WHAT THIS TASK INVOLVES >>
Show every line below where "window" can be found.

INFORMATION section start

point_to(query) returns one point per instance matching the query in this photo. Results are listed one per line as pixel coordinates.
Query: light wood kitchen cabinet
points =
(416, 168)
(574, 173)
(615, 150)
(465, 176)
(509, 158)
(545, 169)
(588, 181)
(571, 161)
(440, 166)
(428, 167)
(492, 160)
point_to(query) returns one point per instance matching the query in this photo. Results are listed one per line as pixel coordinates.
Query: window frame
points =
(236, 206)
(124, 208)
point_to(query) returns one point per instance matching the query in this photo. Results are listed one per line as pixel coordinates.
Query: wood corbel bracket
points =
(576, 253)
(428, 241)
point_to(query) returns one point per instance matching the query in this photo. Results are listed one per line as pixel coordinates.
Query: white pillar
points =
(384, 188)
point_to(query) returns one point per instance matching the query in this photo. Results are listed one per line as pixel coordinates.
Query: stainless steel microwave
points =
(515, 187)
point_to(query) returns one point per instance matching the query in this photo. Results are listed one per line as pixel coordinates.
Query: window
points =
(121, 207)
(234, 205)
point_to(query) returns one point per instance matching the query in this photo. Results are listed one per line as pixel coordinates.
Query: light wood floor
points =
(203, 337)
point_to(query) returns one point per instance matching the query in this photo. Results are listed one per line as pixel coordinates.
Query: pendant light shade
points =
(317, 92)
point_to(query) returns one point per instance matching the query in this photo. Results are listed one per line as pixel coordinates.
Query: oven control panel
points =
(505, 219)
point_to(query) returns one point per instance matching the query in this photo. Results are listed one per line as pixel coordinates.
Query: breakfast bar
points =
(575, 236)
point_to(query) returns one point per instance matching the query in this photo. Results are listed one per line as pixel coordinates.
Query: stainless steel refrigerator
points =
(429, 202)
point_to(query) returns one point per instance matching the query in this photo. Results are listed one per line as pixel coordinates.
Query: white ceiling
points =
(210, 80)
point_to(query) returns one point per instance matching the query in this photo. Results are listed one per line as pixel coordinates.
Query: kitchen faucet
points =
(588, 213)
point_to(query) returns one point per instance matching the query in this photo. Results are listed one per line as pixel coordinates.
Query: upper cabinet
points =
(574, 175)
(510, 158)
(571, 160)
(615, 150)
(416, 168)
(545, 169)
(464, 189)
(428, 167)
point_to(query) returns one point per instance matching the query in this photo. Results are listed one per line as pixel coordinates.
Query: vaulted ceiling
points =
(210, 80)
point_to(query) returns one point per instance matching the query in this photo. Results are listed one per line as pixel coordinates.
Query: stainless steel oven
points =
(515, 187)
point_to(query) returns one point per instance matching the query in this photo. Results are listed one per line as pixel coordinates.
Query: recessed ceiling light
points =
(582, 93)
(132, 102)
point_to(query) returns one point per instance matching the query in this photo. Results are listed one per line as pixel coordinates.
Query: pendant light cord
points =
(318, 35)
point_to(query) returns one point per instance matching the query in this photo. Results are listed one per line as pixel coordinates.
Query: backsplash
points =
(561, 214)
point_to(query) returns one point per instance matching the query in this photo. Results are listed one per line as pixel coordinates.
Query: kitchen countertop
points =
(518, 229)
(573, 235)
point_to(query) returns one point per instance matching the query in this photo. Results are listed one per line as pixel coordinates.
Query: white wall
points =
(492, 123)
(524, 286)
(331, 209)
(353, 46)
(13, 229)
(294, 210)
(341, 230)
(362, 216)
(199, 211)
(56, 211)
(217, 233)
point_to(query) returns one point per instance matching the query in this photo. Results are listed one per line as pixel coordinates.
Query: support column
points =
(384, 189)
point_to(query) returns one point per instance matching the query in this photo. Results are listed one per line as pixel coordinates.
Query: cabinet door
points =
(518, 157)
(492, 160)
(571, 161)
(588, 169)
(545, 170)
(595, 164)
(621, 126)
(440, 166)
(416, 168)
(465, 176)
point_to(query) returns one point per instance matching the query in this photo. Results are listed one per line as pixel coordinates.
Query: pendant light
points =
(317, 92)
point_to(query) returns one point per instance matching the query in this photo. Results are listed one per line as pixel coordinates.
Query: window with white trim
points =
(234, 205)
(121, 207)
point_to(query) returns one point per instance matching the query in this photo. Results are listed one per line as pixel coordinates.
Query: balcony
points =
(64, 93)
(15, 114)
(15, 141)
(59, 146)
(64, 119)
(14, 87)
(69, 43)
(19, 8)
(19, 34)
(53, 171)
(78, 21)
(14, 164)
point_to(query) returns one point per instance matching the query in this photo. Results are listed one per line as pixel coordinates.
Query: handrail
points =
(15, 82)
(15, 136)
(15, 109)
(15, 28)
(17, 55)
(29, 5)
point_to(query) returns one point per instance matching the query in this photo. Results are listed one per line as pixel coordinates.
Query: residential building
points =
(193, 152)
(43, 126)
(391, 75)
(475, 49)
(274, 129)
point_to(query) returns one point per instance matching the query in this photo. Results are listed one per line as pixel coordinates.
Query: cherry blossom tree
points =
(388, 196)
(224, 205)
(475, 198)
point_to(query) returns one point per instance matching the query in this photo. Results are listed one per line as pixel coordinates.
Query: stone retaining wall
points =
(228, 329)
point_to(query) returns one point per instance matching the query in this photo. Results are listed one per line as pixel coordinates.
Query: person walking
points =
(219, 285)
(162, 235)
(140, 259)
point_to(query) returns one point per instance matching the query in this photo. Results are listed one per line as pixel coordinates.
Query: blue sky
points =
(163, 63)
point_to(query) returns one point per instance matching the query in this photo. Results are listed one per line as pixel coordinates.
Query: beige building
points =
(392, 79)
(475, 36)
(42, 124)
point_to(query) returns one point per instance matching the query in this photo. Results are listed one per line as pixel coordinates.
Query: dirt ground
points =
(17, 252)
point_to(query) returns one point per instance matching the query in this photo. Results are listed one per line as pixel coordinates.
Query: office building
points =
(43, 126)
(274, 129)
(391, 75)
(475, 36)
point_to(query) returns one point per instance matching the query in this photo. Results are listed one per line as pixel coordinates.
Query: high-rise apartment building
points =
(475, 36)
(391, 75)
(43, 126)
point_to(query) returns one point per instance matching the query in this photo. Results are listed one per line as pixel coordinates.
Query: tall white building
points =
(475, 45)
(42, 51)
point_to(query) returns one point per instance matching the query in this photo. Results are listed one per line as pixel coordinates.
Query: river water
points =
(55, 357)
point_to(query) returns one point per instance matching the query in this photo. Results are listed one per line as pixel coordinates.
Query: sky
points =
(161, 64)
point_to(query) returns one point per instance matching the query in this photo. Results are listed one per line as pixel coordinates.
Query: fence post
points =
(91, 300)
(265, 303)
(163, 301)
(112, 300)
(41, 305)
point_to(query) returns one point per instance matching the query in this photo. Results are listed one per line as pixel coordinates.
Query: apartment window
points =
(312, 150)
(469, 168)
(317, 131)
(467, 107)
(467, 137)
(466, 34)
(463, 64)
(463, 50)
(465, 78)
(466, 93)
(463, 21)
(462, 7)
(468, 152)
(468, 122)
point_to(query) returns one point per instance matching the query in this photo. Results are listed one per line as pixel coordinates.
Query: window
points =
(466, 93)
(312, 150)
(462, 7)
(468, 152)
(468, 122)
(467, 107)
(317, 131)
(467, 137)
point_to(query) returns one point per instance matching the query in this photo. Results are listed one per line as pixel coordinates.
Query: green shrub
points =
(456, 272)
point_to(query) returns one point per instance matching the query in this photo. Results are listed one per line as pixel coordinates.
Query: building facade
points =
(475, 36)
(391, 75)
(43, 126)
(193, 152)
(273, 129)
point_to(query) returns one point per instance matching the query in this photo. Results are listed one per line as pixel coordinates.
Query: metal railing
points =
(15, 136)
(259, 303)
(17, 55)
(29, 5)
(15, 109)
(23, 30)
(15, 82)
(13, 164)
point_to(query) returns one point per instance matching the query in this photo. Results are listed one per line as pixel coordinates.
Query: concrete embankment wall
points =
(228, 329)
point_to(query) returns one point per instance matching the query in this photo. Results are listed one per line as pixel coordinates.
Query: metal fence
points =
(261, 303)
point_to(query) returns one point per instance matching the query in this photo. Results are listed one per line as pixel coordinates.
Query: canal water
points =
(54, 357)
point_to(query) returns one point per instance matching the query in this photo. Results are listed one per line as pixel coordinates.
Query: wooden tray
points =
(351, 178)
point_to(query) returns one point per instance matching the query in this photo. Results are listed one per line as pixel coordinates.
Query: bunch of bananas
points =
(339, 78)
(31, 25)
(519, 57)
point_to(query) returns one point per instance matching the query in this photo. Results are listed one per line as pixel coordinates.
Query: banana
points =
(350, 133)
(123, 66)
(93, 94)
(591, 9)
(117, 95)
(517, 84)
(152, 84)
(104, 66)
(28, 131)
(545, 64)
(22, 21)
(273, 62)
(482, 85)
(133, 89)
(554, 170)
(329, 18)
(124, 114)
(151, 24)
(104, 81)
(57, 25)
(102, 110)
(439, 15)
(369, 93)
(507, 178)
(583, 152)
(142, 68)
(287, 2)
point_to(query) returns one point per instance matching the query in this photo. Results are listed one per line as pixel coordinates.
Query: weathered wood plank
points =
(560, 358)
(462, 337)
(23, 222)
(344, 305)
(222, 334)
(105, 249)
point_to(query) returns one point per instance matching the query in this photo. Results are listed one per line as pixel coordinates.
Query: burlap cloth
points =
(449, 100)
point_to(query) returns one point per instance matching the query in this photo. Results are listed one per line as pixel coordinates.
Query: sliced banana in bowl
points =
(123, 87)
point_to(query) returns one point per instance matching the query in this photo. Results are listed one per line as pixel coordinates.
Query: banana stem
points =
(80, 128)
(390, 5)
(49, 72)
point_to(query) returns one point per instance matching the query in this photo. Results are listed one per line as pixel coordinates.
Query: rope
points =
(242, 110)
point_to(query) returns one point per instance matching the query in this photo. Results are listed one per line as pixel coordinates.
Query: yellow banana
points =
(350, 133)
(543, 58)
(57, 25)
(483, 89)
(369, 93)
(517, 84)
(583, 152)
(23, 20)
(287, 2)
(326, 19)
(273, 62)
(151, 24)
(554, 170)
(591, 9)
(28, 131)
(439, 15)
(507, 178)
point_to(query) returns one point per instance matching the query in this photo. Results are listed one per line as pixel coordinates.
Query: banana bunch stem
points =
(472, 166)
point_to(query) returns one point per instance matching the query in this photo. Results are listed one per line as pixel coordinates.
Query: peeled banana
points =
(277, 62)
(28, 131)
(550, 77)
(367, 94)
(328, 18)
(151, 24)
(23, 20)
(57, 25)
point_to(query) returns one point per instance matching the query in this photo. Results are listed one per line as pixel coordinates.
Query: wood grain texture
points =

INFORMATION section end

WRITTEN ANSWER >>
Query: window frame
Query: window
Query: window with white trim
Query: apartment window
Query: window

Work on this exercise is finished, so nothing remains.